Article
↓↓↓

Quelle sécurité (géo)politique mondiale ?

Robert Cooper, La Fracture des nations. Ordre et chaos au 21e siècle, 2004.

« La guerre moderne […] crée de la distance et fait que la nécessité de comprendre les autres paraît soudain moins importante. Si vous n’avez pas besoin de vous rapprocher des gens pour les tuer, pourquoi s’inquiéter de ce qui se passe dans leur tête […] ? Si des armes vous donnent l’illusion que vous pouvez frapper à distance des étrangers, alors ces armes sont aussi dangereuses pour leurs propriétaires que pour leurs victimes » (Robert Cooper, La Fracture des nations, p. 123).

Image1Lors de sa publication en 2003, The Breaking of Nations de Robert Cooper avait retenu l’attention des spécialistes des relations internationales, des géographes, des politistes, des chercheurs en géopolitique, voire même plus largement, des sciences sociales et de la presse. D’abord parce qu’il s’agissait du premier livre « grand public » d’un diplomate et d’un chercheur qui propose depuis plus de dix ans, une réflexion très intéressante sur le fonctionnement du monde et sur le système international. Malgré de nombreuses ambiguïtés — qui tiennent à la fois au parcours de l’auteur, mais surtout à la mise à jour progressive des capacités de modèles de Cooper à surmonter leurs propres contradictions internes —, les travaux de Robert Cooper sont autrement plus stimulants que ceux de Thierry de Montbrial sur « le système du monde » (Montbrial, 2003 et 2005), ou que « l’hyperterrorisme » de François Heisbourg en France par exemple (Heisbourg, 2003).

[2] » (Habermas, 1998).

Au-delà de cette typologie du monde Robert Cooper montre que « par le truchement de la mondialisation, les trois zones sont interconnectées » (p. 77). Car contrairement à ce qui avait été la pensée dominante dans les années 90 (celle du « chaos borné » pour reprendre l’expression d’Olivier Dollfus (1990) — les zones de conflits abandonnées aux marges du monde n’ont pas d’influence sur le reste du monde, « nous avons appris, en premier lieu, que le chaos tend à se répandre » (p. 89).

↑↑↑

Tâches à réaliser
A – Pourriez-vous recopier à l'identique le passage de l'article sur Robert Cooper qui commence aux mots « Quelle sécurité (géo)politique » et s'arrête après « nations, p. 123). » ?
B – Combien de lignes de la liste contiennent la chaîne « underwater » ? Indiquez seulement le nombre.
Cette liste n'a aucun rapport avec l'article.

Données enregistrées
↓↓↓

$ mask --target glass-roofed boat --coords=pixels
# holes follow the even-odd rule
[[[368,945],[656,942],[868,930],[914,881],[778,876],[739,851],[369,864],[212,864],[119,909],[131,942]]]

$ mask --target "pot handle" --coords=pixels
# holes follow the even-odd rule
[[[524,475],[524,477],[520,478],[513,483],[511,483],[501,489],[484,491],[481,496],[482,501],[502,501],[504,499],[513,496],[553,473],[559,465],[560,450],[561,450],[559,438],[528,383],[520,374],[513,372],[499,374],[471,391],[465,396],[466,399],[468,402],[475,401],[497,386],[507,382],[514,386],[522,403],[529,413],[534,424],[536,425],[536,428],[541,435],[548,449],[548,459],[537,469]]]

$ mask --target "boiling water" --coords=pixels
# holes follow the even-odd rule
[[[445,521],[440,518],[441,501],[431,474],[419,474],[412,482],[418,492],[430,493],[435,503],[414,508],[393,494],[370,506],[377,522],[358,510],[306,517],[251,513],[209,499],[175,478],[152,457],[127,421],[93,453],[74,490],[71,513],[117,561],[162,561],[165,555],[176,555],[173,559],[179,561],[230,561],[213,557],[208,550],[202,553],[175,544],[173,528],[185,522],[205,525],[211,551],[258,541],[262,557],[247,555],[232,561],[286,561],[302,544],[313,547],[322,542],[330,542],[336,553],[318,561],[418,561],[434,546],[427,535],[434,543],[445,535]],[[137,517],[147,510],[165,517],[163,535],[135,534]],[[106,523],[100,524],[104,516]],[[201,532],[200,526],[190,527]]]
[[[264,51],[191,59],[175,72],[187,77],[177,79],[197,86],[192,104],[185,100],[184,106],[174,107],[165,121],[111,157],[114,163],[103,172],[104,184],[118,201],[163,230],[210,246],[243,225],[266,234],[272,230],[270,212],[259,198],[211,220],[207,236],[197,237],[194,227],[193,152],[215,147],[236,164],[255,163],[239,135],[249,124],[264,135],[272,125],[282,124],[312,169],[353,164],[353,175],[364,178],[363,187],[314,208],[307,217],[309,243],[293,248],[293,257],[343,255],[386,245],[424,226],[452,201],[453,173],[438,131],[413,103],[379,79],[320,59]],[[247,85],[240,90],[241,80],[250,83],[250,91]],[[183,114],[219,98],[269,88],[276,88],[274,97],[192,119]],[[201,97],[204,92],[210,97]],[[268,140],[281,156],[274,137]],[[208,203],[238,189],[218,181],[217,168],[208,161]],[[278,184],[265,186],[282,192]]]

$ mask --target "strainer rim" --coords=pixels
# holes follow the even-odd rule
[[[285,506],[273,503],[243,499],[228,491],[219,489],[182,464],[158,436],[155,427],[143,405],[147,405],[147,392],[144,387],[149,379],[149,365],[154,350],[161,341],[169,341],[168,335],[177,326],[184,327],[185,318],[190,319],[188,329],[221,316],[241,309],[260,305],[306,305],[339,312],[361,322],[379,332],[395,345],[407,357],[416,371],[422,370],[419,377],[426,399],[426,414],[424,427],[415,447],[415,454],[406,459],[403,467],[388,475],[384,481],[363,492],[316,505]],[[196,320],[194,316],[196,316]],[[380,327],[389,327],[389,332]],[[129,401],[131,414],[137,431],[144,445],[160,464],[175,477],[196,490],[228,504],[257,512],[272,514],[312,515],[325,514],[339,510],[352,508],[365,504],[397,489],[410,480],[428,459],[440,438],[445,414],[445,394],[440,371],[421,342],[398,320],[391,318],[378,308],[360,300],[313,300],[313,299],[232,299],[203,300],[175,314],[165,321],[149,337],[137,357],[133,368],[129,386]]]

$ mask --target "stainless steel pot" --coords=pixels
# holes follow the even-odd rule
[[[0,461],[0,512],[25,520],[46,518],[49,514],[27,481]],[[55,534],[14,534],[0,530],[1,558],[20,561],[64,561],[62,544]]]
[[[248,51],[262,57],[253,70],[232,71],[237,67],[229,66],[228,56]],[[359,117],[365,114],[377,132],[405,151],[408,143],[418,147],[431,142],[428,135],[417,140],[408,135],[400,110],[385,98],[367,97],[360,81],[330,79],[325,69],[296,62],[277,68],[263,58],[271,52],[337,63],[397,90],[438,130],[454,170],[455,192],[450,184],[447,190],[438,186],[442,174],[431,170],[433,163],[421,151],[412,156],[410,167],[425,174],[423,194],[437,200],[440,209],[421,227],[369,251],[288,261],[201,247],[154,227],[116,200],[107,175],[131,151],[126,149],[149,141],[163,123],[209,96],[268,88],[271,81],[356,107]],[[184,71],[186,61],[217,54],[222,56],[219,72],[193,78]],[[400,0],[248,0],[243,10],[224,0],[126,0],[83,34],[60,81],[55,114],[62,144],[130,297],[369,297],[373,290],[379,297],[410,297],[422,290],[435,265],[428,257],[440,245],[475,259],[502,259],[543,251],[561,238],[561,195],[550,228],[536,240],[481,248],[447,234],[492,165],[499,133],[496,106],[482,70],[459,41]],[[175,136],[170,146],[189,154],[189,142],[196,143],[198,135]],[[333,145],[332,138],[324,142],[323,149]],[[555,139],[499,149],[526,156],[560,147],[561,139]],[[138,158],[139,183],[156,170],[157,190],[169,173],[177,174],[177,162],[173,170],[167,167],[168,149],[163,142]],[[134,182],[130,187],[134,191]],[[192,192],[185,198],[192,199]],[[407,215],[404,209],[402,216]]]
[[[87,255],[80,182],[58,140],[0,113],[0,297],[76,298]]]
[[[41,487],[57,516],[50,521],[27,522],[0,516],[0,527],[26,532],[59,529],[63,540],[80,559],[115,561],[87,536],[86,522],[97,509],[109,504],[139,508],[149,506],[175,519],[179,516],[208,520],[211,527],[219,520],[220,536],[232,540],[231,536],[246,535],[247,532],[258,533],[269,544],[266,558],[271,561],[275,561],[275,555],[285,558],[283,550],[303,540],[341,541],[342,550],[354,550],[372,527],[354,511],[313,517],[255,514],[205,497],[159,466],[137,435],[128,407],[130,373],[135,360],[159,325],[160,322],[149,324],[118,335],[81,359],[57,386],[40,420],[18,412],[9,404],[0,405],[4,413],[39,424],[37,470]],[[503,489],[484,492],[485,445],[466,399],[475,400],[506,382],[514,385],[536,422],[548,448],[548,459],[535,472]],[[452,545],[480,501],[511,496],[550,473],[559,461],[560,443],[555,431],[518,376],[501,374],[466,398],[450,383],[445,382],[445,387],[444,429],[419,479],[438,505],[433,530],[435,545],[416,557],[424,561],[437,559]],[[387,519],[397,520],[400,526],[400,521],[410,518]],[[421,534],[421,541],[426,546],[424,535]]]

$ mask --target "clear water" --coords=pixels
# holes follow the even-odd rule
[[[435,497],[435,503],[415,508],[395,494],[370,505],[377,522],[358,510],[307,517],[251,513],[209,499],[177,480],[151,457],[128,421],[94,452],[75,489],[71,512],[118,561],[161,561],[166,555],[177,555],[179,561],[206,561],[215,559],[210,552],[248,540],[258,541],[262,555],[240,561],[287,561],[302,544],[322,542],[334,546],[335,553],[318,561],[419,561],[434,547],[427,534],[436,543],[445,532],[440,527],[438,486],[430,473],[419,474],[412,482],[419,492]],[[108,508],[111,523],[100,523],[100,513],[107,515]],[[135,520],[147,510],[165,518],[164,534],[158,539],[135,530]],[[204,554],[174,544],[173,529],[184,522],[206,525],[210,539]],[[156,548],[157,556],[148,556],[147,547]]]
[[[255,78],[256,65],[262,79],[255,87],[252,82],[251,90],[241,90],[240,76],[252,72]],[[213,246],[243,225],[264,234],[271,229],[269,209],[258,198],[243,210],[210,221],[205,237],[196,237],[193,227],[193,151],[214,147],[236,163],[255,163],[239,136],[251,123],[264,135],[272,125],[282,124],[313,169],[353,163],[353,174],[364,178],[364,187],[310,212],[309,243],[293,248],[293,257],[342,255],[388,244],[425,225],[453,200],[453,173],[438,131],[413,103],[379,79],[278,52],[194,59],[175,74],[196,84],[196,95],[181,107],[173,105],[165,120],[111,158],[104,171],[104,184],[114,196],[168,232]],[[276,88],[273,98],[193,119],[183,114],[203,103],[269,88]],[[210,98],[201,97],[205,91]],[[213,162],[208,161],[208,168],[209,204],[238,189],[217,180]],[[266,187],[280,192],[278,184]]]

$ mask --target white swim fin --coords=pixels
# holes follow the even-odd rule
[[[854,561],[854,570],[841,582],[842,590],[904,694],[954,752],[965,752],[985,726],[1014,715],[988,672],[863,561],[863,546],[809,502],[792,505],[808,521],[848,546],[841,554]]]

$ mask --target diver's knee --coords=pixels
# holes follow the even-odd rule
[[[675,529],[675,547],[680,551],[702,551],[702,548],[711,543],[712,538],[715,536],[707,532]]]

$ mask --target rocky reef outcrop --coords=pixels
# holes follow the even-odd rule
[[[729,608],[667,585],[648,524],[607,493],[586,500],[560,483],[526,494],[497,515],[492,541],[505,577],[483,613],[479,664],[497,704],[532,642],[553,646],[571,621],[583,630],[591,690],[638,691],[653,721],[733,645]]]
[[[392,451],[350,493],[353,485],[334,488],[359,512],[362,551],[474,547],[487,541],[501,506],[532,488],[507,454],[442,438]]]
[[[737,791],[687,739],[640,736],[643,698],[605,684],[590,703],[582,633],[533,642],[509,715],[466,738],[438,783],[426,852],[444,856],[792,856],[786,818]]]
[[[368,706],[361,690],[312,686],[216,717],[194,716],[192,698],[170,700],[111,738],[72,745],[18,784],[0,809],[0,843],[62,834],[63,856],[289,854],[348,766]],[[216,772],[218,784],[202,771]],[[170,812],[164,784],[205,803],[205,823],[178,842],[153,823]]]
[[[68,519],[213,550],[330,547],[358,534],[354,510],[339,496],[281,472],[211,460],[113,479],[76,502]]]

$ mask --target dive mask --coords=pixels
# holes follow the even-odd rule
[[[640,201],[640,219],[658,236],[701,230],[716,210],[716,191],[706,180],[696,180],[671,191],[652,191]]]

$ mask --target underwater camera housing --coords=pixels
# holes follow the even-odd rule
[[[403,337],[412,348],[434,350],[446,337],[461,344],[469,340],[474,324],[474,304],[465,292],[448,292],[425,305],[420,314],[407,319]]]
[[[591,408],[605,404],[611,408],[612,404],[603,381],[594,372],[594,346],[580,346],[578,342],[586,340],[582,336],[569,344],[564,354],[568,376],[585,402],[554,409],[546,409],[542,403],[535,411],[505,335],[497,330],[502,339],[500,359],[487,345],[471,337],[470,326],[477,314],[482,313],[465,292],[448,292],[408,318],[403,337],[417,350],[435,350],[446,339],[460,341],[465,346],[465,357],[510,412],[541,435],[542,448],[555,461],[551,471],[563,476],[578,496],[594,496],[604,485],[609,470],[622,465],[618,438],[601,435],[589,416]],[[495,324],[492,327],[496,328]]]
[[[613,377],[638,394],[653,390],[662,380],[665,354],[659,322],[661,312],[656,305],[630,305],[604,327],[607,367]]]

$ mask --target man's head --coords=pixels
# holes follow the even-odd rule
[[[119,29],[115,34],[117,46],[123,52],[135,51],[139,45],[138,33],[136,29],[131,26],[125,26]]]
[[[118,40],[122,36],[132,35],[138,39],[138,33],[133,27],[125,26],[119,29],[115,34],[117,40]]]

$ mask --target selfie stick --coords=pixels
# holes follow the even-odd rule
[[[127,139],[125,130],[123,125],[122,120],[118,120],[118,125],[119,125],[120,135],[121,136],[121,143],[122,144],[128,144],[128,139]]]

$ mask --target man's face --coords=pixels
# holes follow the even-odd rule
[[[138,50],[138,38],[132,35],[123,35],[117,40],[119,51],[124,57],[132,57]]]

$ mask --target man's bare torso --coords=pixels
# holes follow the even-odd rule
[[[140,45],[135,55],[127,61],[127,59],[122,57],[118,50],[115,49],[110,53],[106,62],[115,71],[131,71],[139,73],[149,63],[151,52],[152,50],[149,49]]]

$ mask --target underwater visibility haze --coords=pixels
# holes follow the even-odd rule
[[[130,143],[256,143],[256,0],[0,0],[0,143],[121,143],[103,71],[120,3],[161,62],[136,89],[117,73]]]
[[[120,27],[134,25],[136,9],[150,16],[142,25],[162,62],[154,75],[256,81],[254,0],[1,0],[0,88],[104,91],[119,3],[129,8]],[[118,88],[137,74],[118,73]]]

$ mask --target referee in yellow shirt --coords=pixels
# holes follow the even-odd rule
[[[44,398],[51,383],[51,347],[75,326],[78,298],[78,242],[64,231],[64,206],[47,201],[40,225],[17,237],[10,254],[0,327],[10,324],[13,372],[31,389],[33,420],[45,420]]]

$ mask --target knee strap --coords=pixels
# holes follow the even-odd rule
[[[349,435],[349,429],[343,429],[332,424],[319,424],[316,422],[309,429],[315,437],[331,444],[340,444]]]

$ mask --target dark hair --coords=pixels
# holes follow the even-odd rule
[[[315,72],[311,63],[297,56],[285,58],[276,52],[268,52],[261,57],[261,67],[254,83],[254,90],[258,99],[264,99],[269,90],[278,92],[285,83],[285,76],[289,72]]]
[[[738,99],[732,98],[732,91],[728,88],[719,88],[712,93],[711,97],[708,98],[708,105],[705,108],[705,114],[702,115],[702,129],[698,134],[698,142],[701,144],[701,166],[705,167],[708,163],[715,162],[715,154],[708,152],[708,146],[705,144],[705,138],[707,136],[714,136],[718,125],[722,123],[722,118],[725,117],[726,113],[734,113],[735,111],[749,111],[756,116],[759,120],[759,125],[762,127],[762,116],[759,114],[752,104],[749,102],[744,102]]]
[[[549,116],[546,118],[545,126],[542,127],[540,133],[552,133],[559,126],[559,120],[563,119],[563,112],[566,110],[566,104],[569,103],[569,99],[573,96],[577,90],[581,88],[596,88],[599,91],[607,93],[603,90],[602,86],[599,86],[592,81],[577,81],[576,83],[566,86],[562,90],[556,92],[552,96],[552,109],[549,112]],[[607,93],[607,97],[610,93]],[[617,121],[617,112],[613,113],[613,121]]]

↑↑↑

Réponses rédigées
A –
Quelle sécurité (géo)politique mondiale ?

Robert Cooper, La Fracture des nations. Ordre et chaos au 21e siècle, 2004.

« La guerre moderne […] crée de la distance et fait que la nécessité de comprendre les autres paraît soudain moins importante. Si vous n’avez pas besoin de vous rapprocher des gens pour les tuer, pourquoi s’inquiéter de ce qui se passe dans leur tête […] ? Si des armes vous donnent l’illusion que vous pouvez frapper à distance des étrangers, alors ces armes sont aussi dangereuses pour leurs propriétaires que pour leurs victimes » (Robert Cooper, La Fracture des nations, p. 123).

B – 2